__Problem requirements__
Every line of the listing below must be printed again exactly, apart from its pictures.
[Material for this exercise — start]
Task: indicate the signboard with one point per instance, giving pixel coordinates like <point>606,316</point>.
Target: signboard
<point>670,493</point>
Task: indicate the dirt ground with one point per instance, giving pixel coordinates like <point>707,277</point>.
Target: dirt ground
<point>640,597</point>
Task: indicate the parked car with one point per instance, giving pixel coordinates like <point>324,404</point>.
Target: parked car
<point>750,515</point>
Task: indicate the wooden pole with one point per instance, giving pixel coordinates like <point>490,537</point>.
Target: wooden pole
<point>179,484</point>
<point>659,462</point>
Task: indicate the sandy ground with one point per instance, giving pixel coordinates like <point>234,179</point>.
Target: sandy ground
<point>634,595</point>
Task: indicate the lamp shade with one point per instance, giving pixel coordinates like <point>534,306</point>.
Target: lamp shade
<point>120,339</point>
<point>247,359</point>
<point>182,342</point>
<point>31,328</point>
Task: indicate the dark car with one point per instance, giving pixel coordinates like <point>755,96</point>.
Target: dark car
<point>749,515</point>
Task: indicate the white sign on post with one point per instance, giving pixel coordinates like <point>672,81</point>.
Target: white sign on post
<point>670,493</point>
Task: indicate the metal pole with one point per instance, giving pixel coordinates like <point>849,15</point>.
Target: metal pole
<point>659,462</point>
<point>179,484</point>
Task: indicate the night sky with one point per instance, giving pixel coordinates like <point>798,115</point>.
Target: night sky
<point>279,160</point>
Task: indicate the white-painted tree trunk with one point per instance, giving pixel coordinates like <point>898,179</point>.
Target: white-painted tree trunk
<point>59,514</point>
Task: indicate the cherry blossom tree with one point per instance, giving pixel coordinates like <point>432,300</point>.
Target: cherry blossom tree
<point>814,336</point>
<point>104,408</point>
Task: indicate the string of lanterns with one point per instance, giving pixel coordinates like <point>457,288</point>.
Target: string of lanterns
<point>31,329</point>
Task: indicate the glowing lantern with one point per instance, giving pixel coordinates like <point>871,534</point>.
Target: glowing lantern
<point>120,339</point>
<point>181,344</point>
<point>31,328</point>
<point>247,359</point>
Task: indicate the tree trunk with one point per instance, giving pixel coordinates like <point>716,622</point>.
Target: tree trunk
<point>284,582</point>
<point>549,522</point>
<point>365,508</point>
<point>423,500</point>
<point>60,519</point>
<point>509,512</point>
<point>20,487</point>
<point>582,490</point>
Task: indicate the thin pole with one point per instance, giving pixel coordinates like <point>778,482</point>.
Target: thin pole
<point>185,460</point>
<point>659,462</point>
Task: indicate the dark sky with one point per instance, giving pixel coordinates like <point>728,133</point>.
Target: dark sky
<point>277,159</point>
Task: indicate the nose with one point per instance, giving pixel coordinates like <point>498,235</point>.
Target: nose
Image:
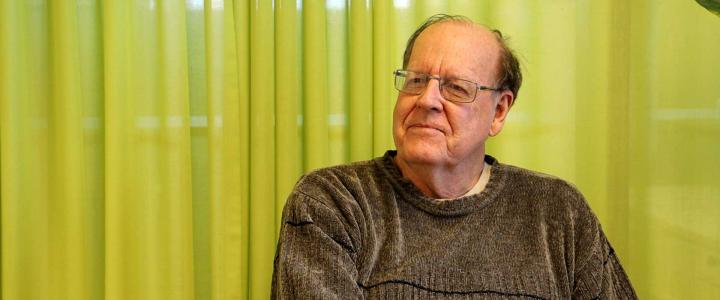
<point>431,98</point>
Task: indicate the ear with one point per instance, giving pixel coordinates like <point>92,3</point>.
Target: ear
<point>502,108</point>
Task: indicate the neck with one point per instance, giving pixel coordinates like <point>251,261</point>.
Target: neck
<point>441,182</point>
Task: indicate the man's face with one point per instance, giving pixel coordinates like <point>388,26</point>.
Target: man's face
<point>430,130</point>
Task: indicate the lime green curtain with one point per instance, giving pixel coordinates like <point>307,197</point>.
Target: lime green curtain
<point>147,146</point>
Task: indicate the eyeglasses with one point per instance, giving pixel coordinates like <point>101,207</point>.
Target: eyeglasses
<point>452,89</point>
[Material for this exercise — finish]
__Result__
Task: indicate the signboard with one point per instance, giving pixel coordinates like <point>606,316</point>.
Target: signboard
<point>670,493</point>
Task: indicate the dirt ground with one point per instance, giving pixel coordinates like <point>707,277</point>.
Target: dirt ground
<point>640,597</point>
Task: indicate the parked car with one point per instance, giving pixel coordinates like <point>324,404</point>.
Target: parked car
<point>750,515</point>
Task: indicate the wooden pole with one point per instance, giving pixel coordinates like <point>490,537</point>.
Target: wooden pole
<point>179,484</point>
<point>659,462</point>
Task: indicate the sandy ground with one point per instance, giving pixel coordinates like <point>234,179</point>.
Target: sandy ground
<point>634,595</point>
Task: indicate the lamp shade with one point per instance, giving pixel coordinates like <point>534,306</point>.
Target: lamp shade
<point>120,339</point>
<point>247,359</point>
<point>182,342</point>
<point>31,328</point>
Task: indicate the dark car with one point per instance, giving pixel coordinates like <point>755,96</point>.
Target: dark car
<point>749,515</point>
Task: indicate the white sign on post with one point per instance, giving pixel coordinates like <point>672,81</point>.
Target: white sign on post
<point>670,493</point>
Task: indicate the metal pole with one point per instance, giving pixel coordinates like <point>849,15</point>.
Target: metal pole
<point>659,462</point>
<point>179,484</point>
Task: indicate the night sky with one point per instance, giving pixel coordinates like <point>798,115</point>.
Target: night sky
<point>279,160</point>
Task: indicate the white-painted tree trunk with one point per instance, giving pixel coordinates like <point>898,179</point>.
Target: white-painted tree trunk
<point>59,514</point>
Task: indicate the cherry blossom tree with one point per instance, giving pixel coordinates like <point>432,300</point>.
Target: cherry blossom tree
<point>814,336</point>
<point>104,408</point>
Task: indicate the string of lanterns with one point per instance, giving pixel coordinates like <point>457,288</point>.
Target: string of lanterns
<point>31,329</point>
Task: indicate the glowing lantern with one point per instance, giving pixel coordinates like <point>871,534</point>.
Target: glowing lantern
<point>120,339</point>
<point>181,344</point>
<point>31,328</point>
<point>247,359</point>
Task: indicate the tree trunk with one point per instance, giving pixel coordinates like <point>716,622</point>.
Target: tree trunk
<point>284,582</point>
<point>549,522</point>
<point>365,508</point>
<point>423,500</point>
<point>60,519</point>
<point>509,512</point>
<point>20,487</point>
<point>582,490</point>
Task: indicate the thin pole with one point per instance, giving pixel coordinates like <point>778,482</point>.
Target: thin pole
<point>185,460</point>
<point>659,462</point>
Task: indicate the dark sky with one point per instance, giving pixel coordinates like <point>728,133</point>.
Target: dark sky
<point>277,159</point>
Task: indicate the nose with one point per instance, giving pixel coordinates like <point>498,235</point>.
Target: nose
Image:
<point>431,98</point>
Task: indicate the ear with one point per instance, giving pixel coordinates like <point>92,3</point>.
Target: ear
<point>502,108</point>
Task: indicate the neck with one point per instance, giving pixel coordinates like <point>251,261</point>.
Target: neck
<point>441,182</point>
Task: indicate the man's face with one point per instance, giving pixel coordinates like <point>388,26</point>.
Target: man's face
<point>430,130</point>
Task: indicate the lime green curtain with one point per instance, giving pixel coordinates like <point>307,197</point>.
Target: lime green curtain
<point>147,146</point>
Task: indicate the eyeglasses with one point per instance, giving pixel coordinates like <point>101,207</point>.
Target: eyeglasses
<point>452,89</point>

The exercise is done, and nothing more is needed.